(Excerpts of bounding box data)
____
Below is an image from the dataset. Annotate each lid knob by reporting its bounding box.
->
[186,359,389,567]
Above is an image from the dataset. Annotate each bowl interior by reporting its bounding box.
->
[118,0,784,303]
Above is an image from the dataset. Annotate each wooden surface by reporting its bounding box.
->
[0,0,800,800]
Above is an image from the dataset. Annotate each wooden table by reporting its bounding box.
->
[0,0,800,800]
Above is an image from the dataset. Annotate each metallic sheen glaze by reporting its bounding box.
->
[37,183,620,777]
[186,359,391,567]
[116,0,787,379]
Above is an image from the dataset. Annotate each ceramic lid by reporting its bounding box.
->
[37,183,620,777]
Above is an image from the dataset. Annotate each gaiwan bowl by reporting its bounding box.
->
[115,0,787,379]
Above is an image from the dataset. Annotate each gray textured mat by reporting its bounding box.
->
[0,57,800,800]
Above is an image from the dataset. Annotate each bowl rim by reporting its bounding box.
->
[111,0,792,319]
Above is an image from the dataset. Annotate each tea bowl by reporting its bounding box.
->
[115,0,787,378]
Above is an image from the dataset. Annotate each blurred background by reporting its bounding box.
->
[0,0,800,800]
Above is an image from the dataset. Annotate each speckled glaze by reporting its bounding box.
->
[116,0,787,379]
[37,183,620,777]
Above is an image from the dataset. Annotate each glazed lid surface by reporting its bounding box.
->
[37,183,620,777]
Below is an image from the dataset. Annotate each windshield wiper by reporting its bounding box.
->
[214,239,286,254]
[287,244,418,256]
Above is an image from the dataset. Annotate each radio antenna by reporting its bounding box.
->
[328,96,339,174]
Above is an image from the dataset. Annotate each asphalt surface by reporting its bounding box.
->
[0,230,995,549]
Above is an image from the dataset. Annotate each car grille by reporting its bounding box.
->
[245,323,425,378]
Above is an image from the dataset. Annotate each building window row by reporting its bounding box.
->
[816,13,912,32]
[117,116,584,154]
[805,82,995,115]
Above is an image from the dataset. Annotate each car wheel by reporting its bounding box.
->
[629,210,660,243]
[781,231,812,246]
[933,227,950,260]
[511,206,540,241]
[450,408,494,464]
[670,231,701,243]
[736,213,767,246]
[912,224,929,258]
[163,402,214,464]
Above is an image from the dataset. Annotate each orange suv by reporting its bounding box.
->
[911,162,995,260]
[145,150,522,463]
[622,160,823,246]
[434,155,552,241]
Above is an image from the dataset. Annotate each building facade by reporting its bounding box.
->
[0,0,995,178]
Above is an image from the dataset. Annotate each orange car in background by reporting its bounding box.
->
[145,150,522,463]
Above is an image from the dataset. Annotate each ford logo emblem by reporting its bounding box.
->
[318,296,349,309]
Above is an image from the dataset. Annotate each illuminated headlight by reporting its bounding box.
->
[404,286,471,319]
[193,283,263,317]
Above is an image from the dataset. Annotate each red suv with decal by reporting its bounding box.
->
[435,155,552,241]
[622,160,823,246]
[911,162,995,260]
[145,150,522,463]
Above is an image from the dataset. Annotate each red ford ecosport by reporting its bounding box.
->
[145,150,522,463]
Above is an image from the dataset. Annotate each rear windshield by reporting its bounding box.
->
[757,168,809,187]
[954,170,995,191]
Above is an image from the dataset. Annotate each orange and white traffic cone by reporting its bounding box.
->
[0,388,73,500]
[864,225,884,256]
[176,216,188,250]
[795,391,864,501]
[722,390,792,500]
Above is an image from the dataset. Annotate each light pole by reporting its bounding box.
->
____
Reproduce every line of the listing above without any changes.

■ **Output of the task**
Below is an image from the dataset. Annotate each lid knob by reporting its bounding box.
->
[186,359,389,567]
Above is an image from the dataset. Annotate each bowl interior by reporting its bounding box.
->
[118,0,784,303]
Above is an image from the dataset. Annotate each wooden surface by reporting its bounding box.
->
[0,0,800,800]
Above is an image from the dataset. Annotate each wooden table by reporting its bounding box.
->
[0,0,800,800]
Above is an image from the dataset. Annotate each metallic sheen glaze by reporting its bounding box.
->
[37,183,620,777]
[186,359,391,567]
[116,0,787,379]
Above is an image from the dataset. Annotate each ceramic lid by reporting its bounding box.
->
[37,183,620,777]
Above is an image from the dataset. Annotate each gaiwan bowl by reporting its bounding box.
->
[115,0,787,379]
Above is an image from the dataset. Annotate each gray textured mat by reporting its bounding box.
->
[0,57,800,800]
Above is an image from the dataset. Annotate each bowl rim by reporting its bounding box.
->
[111,0,792,319]
Above is an image from the dataset. Annotate each tea bowl by reporting its bounding box.
->
[115,0,787,378]
Above is an image from the dataset. Annotate each blurred background by reporting its bounding box.
->
[0,0,800,800]
Above is an image from the dataset. Annotate each speckled glaze by reporting its bounding box.
->
[116,0,787,379]
[37,183,620,777]
Above is an image from the dataset. Annotate each glazed lid surface by reporting its bounding box.
->
[37,183,620,777]
Below is an image from the dataset. Annotate each windshield wiper by reporting its bounding box.
->
[214,239,286,254]
[287,244,418,256]
Above is an image from the dataset. Annotate each radio antenna by reporting its bounding box.
->
[328,96,339,174]
Above is an image from the dataset. Annotate each asphalt surface by reporting its bounding box.
->
[0,230,995,549]
Above is an image from the dataset. Annotate each car grille by reporting its bounding box.
->
[245,323,425,378]
Above is an image from the dataset. Annotate each building window row by reporting its bounding box.
->
[816,13,912,32]
[117,116,584,154]
[805,82,995,115]
Above is an image from the dataset. Annotate each car wheel by reporting its bounding box.
->
[629,210,660,243]
[781,231,812,246]
[933,227,950,260]
[511,206,540,241]
[450,408,494,464]
[670,231,701,243]
[736,213,767,246]
[912,224,929,258]
[163,402,214,464]
Above is an image from the dataset. Annotate each orange suv by reporting its bounding box.
->
[911,162,995,260]
[145,150,522,463]
[622,160,823,246]
[434,155,552,241]
Above is an image from the dataset. Annotate each building facade by reporting its bounding box.
->
[0,0,995,178]
Above is an image from the dataset. Annotate each orange car in background by reporting its bounding box.
->
[145,150,522,463]
Above is an image from the dataset. Annotate each ford logo emblem by reporting its bounding box.
->
[318,296,349,309]
Above is an image from the dataset. Annotate each illuminated headlight by reporting its bounding box.
->
[404,286,471,319]
[193,283,263,317]
Above is an image from the dataset. Annotate each red suv with decal by reporting its bounding box.
->
[435,155,552,241]
[622,160,823,246]
[911,162,995,260]
[145,150,522,463]
Above is an image from the dataset. Annotate each red ford ecosport by reporting its bounding box.
->
[145,150,522,463]
Above is an image from the dataset. Annotate each rear windshield by reporting its bounding box.
->
[757,168,809,187]
[954,170,995,191]
Above is an image from the dataset. Annotate each orange and white traffic cone by reporting its bounding box.
->
[0,388,73,500]
[864,225,884,256]
[176,216,188,250]
[795,391,864,501]
[722,390,792,500]
Above is an image from the dataset. Annotate each light pole by reporting its bounding box.
->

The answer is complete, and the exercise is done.